Pick out and copy each line of the records below that contains the string "rock". Case counts.

[START EXTRACTED MATERIAL]

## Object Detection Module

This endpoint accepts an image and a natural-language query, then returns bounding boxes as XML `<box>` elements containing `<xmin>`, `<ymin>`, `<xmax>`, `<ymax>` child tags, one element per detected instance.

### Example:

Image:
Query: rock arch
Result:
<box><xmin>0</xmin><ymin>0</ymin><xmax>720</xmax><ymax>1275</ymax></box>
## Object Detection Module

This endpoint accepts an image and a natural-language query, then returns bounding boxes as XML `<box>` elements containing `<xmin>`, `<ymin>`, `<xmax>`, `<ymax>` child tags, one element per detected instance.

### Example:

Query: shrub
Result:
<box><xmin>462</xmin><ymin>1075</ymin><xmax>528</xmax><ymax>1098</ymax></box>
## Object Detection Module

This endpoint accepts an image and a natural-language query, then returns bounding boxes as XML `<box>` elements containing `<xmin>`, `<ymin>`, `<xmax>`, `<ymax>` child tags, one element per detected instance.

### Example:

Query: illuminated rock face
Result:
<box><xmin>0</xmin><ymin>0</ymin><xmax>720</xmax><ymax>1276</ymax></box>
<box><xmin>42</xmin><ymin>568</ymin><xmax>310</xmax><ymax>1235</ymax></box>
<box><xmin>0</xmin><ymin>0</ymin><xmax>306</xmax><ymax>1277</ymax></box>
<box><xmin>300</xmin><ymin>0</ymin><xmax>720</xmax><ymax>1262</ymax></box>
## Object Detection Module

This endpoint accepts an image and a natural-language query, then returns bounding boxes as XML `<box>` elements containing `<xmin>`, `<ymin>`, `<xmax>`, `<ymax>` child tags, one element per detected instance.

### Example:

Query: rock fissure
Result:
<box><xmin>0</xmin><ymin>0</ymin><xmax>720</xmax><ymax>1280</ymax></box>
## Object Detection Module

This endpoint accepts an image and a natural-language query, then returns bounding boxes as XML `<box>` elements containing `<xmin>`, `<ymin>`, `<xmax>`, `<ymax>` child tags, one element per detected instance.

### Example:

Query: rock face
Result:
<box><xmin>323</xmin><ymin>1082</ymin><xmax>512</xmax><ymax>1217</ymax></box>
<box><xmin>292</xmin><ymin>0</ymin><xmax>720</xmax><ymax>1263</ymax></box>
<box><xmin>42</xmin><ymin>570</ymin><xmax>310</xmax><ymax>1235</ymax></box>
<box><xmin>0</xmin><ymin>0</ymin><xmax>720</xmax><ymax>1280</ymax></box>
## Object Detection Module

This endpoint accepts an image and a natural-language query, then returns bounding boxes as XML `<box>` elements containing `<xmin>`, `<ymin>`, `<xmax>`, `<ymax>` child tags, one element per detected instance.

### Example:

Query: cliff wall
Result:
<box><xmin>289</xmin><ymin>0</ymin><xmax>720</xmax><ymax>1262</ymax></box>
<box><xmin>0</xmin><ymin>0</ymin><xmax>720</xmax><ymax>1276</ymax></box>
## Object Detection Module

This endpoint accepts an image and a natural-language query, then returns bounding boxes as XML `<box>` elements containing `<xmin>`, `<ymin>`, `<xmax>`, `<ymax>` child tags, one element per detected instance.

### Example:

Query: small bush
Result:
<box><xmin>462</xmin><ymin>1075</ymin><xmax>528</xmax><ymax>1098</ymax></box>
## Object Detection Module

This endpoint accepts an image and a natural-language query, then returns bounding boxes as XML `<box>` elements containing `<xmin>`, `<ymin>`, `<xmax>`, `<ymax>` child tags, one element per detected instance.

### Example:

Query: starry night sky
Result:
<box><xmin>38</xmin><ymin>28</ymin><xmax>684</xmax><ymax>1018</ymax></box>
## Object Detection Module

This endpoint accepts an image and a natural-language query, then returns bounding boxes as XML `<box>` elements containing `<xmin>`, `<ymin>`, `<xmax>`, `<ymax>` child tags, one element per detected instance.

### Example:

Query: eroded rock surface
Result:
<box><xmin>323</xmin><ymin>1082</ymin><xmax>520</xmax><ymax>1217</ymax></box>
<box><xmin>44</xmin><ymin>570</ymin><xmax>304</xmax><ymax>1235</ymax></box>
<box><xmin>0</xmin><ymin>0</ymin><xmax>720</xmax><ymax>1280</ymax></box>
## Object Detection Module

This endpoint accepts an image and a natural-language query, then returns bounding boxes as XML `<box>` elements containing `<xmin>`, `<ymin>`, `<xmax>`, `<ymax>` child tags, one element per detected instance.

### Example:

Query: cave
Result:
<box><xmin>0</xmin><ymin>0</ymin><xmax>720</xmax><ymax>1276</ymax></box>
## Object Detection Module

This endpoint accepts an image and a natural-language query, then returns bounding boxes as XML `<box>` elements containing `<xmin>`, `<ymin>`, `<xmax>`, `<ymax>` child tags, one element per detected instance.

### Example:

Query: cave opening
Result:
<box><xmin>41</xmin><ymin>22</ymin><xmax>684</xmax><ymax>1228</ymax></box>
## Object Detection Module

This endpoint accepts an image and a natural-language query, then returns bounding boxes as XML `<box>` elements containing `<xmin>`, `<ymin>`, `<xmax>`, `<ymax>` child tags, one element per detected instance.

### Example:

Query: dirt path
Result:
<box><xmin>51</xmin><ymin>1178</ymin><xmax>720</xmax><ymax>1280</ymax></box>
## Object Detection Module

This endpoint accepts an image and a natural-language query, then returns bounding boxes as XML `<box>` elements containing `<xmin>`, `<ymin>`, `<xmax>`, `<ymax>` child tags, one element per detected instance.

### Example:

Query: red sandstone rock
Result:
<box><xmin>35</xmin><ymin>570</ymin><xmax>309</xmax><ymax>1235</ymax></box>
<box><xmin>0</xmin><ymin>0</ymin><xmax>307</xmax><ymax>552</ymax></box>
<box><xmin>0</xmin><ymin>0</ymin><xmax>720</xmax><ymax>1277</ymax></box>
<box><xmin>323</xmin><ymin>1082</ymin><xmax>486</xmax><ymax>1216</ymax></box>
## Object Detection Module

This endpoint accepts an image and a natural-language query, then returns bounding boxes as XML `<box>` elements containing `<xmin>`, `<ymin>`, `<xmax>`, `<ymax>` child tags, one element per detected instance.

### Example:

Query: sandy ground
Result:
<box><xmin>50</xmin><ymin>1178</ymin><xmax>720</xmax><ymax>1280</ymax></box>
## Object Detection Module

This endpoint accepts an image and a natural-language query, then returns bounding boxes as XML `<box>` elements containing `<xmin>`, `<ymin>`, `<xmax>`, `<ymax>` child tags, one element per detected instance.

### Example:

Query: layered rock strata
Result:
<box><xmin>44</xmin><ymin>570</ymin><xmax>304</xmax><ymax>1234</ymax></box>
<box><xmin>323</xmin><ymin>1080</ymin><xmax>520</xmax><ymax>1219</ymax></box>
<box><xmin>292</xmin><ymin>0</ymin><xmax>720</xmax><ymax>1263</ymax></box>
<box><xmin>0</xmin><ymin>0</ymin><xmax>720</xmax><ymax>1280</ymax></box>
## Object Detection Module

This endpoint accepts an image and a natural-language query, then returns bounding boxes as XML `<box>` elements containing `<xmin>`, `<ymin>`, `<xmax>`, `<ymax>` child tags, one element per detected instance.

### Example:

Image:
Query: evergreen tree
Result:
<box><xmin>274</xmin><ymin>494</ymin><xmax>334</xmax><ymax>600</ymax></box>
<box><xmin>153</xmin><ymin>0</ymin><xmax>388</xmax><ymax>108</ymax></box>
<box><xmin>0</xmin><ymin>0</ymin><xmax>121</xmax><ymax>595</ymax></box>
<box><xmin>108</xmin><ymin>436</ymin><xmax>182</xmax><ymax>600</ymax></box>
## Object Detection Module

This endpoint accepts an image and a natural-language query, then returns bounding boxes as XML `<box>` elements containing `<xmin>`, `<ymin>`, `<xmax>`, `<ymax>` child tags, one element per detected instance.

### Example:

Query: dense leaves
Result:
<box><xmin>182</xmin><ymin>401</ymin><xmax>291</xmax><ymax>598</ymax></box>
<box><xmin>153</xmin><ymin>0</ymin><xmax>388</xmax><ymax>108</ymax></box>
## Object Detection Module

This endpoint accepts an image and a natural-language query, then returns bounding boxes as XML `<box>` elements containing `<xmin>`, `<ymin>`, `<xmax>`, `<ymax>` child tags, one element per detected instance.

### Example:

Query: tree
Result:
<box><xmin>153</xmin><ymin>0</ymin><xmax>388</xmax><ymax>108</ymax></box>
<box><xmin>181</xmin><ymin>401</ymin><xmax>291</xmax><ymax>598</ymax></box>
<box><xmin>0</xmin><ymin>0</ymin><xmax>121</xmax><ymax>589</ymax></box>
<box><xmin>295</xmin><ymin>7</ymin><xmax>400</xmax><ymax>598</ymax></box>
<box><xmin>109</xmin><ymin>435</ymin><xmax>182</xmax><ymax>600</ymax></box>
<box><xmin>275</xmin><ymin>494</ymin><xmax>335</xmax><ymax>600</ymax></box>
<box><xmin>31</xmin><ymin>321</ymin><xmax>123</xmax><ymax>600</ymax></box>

[END EXTRACTED MATERIAL]

ANSWER TO THE EXERCISE:
Query: rock arch
Query: illuminated rock face
Query: rock fissure
Query: rock face
Query: eroded rock surface
Query: red sandstone rock
Query: layered rock strata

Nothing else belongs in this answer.